Estrai dalle voci tutte le righe che contengono la stringa "phrase" e ricopiale.

— Voci disponibili —
>>>>>

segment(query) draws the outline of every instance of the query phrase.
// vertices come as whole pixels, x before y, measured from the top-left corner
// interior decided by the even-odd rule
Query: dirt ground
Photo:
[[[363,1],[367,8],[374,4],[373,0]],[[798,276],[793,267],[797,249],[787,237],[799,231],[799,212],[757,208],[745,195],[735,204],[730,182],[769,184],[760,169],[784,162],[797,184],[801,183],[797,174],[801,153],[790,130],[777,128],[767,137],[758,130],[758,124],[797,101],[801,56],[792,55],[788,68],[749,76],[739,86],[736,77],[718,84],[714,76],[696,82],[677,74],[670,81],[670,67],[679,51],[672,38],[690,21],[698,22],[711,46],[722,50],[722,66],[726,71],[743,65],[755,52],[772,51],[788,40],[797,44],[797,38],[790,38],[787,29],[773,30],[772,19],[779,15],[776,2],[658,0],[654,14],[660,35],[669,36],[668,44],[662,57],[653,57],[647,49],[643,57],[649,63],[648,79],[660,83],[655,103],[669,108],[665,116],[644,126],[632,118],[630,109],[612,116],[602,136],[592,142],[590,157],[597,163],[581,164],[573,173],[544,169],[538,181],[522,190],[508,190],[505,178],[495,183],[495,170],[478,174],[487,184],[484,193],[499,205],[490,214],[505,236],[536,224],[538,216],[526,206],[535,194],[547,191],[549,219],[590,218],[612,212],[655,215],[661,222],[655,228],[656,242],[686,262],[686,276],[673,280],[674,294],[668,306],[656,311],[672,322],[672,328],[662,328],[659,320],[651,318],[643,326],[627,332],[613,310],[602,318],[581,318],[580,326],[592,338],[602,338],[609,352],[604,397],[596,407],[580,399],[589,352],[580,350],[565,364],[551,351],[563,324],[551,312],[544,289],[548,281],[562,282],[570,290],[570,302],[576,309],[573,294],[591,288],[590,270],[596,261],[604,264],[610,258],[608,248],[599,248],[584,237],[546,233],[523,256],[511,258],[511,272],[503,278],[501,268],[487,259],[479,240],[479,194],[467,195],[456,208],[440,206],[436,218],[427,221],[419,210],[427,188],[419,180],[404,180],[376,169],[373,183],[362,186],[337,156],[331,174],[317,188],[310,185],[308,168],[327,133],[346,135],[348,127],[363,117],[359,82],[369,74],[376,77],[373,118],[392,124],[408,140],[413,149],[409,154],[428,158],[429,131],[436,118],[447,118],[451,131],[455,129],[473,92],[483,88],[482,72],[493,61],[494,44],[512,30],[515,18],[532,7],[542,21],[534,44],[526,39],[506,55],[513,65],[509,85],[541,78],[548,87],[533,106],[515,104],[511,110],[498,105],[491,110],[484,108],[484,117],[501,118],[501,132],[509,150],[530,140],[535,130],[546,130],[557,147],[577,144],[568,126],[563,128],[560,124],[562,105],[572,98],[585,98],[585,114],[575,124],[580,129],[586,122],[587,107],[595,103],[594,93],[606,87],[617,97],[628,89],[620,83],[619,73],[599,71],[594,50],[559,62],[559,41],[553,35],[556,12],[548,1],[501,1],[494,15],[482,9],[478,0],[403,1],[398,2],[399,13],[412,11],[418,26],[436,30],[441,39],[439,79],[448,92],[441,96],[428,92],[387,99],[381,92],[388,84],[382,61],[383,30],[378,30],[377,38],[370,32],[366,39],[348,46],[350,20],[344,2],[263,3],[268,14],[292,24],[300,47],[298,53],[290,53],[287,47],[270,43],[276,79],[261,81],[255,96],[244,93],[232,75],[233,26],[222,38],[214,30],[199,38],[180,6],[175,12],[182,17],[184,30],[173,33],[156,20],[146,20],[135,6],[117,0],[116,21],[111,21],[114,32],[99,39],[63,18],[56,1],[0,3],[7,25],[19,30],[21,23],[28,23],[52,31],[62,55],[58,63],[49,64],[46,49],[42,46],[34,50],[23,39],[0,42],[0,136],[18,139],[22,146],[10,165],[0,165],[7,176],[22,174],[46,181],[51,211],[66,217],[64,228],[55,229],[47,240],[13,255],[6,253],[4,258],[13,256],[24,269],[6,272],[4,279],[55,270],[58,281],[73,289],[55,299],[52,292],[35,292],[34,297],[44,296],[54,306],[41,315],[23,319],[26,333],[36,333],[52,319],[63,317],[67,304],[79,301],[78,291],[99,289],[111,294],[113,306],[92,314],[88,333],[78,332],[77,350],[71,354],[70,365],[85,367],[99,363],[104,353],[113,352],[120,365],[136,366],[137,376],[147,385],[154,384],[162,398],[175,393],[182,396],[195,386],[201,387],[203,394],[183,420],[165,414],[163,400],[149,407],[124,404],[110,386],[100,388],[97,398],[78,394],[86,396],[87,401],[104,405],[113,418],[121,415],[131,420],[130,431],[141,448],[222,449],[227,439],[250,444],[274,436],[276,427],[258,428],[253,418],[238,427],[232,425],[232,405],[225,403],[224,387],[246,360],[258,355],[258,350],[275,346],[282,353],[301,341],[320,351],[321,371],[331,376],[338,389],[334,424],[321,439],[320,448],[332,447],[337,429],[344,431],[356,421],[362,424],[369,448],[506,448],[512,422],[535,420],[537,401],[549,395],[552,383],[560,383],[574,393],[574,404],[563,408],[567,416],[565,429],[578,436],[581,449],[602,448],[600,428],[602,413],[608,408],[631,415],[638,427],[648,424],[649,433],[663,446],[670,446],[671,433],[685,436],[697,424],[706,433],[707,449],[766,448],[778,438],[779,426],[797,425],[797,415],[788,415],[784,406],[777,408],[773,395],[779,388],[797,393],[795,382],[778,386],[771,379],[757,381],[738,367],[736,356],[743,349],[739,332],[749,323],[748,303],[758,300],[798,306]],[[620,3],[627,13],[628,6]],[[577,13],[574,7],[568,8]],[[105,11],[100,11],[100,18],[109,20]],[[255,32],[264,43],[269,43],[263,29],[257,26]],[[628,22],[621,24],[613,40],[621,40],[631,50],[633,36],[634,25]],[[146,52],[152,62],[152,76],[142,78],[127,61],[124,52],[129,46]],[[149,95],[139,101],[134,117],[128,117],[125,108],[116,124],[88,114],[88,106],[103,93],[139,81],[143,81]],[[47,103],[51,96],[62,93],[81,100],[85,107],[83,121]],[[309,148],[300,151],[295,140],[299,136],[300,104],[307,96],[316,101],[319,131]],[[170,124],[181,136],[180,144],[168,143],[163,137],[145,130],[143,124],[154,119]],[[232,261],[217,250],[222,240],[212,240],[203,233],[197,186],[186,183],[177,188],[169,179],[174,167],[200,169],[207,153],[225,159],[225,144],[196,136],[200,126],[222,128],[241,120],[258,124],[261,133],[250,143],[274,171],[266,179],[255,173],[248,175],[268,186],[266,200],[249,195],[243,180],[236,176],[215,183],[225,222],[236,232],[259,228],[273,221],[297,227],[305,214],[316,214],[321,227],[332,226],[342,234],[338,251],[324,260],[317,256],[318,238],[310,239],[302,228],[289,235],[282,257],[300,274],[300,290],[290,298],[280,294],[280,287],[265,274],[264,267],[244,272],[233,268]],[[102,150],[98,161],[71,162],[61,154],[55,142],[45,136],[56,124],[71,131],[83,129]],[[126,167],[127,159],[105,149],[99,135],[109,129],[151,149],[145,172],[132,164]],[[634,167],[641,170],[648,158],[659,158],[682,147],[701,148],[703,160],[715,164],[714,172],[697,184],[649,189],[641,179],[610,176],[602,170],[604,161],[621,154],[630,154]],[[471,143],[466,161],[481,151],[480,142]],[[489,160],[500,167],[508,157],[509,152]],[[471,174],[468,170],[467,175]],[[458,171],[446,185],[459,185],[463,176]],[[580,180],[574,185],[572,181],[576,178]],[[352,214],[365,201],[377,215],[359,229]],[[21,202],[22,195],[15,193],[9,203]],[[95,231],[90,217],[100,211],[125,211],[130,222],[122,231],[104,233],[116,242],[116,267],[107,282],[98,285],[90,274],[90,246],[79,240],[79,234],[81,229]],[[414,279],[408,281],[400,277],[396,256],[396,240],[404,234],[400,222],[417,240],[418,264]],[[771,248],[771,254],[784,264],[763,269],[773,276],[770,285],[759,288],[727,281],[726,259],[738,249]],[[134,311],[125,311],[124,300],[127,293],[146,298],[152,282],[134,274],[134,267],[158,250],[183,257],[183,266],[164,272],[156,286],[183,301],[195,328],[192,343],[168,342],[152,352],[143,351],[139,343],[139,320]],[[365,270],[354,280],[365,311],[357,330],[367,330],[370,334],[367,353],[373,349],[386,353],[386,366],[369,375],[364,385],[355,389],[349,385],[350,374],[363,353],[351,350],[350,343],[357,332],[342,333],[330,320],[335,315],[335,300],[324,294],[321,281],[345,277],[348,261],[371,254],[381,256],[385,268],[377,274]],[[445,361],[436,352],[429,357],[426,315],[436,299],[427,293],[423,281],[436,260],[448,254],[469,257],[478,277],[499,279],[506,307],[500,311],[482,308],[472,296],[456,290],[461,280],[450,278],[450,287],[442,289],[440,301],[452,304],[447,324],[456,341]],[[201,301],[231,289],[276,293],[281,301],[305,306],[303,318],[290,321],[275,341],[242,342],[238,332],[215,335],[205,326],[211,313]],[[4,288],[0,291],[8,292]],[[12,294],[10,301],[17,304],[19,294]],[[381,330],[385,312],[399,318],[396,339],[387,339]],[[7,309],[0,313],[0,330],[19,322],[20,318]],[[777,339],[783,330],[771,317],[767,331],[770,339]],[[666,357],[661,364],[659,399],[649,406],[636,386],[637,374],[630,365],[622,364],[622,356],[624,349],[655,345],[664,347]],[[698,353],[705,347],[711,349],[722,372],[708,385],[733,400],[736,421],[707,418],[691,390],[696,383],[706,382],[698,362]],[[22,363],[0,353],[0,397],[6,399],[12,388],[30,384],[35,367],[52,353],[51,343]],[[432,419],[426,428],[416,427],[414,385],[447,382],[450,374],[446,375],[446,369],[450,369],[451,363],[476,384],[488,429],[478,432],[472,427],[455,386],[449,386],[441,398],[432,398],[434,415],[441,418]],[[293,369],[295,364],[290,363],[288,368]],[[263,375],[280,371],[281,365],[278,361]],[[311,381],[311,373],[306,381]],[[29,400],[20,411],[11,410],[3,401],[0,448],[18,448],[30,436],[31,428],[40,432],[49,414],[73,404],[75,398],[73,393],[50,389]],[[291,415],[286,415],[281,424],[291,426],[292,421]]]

<<<<<

— Soluzione —
segment(query) draws the outline of every instance of the query phrase.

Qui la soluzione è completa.